Arrange every one of the rows below as a Markdown table with two columns, Number and Content. Put each line's running number under Number and the line under Content, and leave out blank lines.

--- start of Data provided ---

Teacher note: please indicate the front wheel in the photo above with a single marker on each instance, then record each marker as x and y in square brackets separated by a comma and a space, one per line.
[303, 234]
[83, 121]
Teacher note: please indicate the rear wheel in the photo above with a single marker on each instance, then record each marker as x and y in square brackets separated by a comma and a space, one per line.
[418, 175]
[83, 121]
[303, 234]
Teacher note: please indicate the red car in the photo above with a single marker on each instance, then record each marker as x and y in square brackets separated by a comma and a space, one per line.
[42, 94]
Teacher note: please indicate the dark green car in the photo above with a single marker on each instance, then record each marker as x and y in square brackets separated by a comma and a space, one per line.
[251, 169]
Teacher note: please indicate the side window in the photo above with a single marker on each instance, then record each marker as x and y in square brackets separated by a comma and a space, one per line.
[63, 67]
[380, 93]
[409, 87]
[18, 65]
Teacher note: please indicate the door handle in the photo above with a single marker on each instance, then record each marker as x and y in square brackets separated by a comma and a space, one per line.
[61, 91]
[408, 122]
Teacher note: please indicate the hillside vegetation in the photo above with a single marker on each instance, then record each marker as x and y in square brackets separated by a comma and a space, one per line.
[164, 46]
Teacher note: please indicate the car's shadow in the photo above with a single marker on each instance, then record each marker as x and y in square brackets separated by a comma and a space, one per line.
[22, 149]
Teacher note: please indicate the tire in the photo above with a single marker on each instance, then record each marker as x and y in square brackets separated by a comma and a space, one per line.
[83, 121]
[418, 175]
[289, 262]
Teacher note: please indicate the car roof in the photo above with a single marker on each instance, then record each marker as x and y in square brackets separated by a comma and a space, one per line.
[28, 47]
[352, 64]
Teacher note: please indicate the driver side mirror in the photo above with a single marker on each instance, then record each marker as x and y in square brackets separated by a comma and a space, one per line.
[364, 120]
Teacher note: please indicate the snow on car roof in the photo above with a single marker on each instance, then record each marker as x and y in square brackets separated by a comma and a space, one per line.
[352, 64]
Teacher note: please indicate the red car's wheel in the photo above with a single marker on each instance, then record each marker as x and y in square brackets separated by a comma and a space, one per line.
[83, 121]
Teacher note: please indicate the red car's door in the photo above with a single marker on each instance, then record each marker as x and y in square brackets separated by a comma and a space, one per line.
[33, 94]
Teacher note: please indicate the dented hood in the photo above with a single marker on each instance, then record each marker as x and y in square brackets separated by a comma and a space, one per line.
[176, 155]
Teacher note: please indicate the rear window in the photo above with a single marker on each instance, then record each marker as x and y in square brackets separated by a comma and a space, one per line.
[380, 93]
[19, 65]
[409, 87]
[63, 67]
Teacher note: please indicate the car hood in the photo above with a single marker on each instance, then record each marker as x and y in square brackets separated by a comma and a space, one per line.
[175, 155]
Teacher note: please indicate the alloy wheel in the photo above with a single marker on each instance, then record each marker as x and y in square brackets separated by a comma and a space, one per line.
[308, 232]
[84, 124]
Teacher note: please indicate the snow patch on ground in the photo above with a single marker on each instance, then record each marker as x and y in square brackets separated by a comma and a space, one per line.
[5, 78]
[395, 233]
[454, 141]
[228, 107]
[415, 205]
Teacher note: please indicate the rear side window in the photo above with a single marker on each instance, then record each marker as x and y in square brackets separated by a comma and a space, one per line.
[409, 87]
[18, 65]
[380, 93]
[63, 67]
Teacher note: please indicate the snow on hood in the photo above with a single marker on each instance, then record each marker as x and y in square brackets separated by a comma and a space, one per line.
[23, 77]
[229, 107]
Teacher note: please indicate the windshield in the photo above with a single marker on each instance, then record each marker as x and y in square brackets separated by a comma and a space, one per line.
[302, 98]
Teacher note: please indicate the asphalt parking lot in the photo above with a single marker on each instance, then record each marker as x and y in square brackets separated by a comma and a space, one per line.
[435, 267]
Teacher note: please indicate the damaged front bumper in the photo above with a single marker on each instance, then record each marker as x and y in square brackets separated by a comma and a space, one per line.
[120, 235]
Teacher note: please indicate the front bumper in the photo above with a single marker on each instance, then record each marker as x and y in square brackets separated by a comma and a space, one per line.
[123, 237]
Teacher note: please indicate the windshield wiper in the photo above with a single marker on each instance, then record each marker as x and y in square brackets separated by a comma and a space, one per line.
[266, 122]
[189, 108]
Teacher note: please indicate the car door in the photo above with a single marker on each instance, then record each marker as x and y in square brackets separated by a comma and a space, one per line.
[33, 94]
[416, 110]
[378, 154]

--- end of Data provided ---

■ Finished task ■
| Number | Content |
|---|---|
| 1 | Teacher note: please indicate the front wheel in the photo above with a single marker on each instance, then record each marker as x and y in square brackets separated by a comma and a space, one per line. |
| 2 | [303, 234] |
| 3 | [83, 121] |
| 4 | Teacher note: please indicate the rear wheel in the photo above with a single marker on each instance, then record each marker as x and y in square brackets separated by a comma and a space, one per line. |
| 5 | [418, 175] |
| 6 | [83, 121] |
| 7 | [303, 234] |
| 8 | Teacher note: please indicate the red car in the photo above with a single marker on each instance, then record each marker as x and y in square brackets separated by a comma and a space, one per line. |
| 9 | [42, 94] |
| 10 | Teacher note: please indicate the dark green car in the photo above with a single marker on each instance, then record each marker as x and y in square brackets separated by a comma and a space, one per line. |
| 11 | [251, 169] |
| 12 | Teacher note: please indicate the side window in the photo above with a single marker on each instance, then record each marker as x and y in square brackets separated by a comma and a space, one per line. |
| 13 | [63, 67] |
| 14 | [380, 93] |
| 15 | [409, 87] |
| 16 | [18, 65] |
| 17 | Teacher note: please indicate the door handle in the photo above with a single marker on each instance, then record each marker as x and y in square brackets separated by a comma and a space, one per line. |
| 18 | [61, 91] |
| 19 | [408, 122] |
| 20 | Teacher note: please indicate the hillside vegetation in the photo above with a single marker on each instance, then record each marker as x and y in square brackets separated by a comma and a space, one per line. |
| 21 | [164, 46] |
| 22 | Teacher note: please indicate the car's shadow in the photo above with a single marker on each instance, then record each marker as x and y in square brackets separated by a comma and a space, one per line. |
| 23 | [22, 149] |
| 24 | Teacher note: please indicate the tire in the photo above with a single marker on each instance, then record each marker as x and y in square brackets separated by a comma and a space, one per line. |
| 25 | [83, 121] |
| 26 | [418, 175] |
| 27 | [289, 262] |
| 28 | Teacher note: please indicate the car roof in the photo above with a single marker on each instance, then record each marker as x and y in square brackets separated by a comma and a space, one per line. |
| 29 | [28, 47] |
| 30 | [352, 64] |
| 31 | Teacher note: please indicate the driver side mirror in the photo above with a single marker on each instance, then record each marker as x and y in square brackets separated by a comma and a space, one per line. |
| 32 | [364, 120] |
| 33 | Teacher note: please indicate the snow on car roof in the photo above with a single marker on each instance, then record each marker as x and y in square brackets separated by a comma and a space, one per line. |
| 34 | [352, 64] |
| 35 | Teacher note: please indicate the red car's wheel in the photo above with a single marker on each instance, then record each marker as x and y in square brackets separated by a comma and a space, one per line. |
| 36 | [83, 121] |
| 37 | Teacher note: please indicate the red car's door in the photo above with a single marker on each instance, then record each marker as x and y in square brackets separated by a comma and a space, one per line. |
| 38 | [33, 94] |
| 39 | Teacher note: please indicate the dented hood in the photo above with a single marker on each instance, then record each marker as x and y in square brackets separated by a comma and a space, one per line. |
| 40 | [176, 155] |
| 41 | Teacher note: please indicate the rear window in the photo above with a single marker on each instance, then record each marker as x and y in square brackets separated by a comma and a space, one per line. |
| 42 | [380, 93] |
| 43 | [19, 65] |
| 44 | [409, 87] |
| 45 | [63, 67] |
| 46 | Teacher note: please indicate the car hood in the photo above with a single marker on each instance, then record each marker as x and y in square brackets separated by a comma and a space, one per line. |
| 47 | [175, 155] |
| 48 | Teacher note: please indicate the alloy wheel in the photo above with a single marker on each instance, then record each marker as x and y in square brackets separated by a comma and a space, one per line. |
| 49 | [308, 232] |
| 50 | [84, 124] |
| 51 | Teacher note: please indicate the snow patch on ground in the photo above with a single marker on each instance, then record each marker as x and y in square brackets separated by a comma and a space, one per line. |
| 52 | [5, 78] |
| 53 | [395, 233] |
| 54 | [454, 141] |
| 55 | [228, 107] |
| 56 | [415, 205] |
| 57 | Teacher note: please indicate the rear side window in the photo above with a single marker on each instance, then record each marker as x and y in square brackets separated by a comma and a space, one per line. |
| 58 | [409, 87] |
| 59 | [18, 65] |
| 60 | [380, 93] |
| 61 | [63, 67] |
| 62 | Teacher note: please indicate the snow on hood in the photo above with a single marker on each instance, then record each marker as x and y in square brackets separated by a comma and a space, one per line. |
| 63 | [23, 77] |
| 64 | [229, 107] |
| 65 | Teacher note: please indicate the windshield in the photo above with a single marker on each instance, then record each marker as x and y in square brackets separated by a comma and a space, one per line. |
| 66 | [302, 98] |
| 67 | Teacher note: please indicate the asphalt parking lot in the photo above with a single marker on each instance, then record each marker as x and y in square brackets separated by a comma and a space, one per line. |
| 68 | [435, 267] |
| 69 | Teacher note: please indicate the damaged front bumper in the photo above with a single marker on each instance, then record each marker as x and y in square brackets separated by a comma and a space, one per line. |
| 70 | [120, 235] |
| 71 | Teacher note: please indicate the front bumper in the photo above with a single marker on each instance, then record each marker as x and y in square brackets separated by a comma and a space, one per line. |
| 72 | [123, 237] |
| 73 | Teacher note: please indicate the windshield wiper in the photo above with a single marker on each instance, then record each marker as x and y in square brackets separated by a comma and a space, one per line. |
| 74 | [266, 122] |
| 75 | [189, 108] |
| 76 | Teacher note: please indicate the car door in the photo above with a single marker on each instance, then record each marker as x and y in square brackets separated by a comma and a space, one per line. |
| 77 | [33, 94] |
| 78 | [416, 110] |
| 79 | [378, 154] |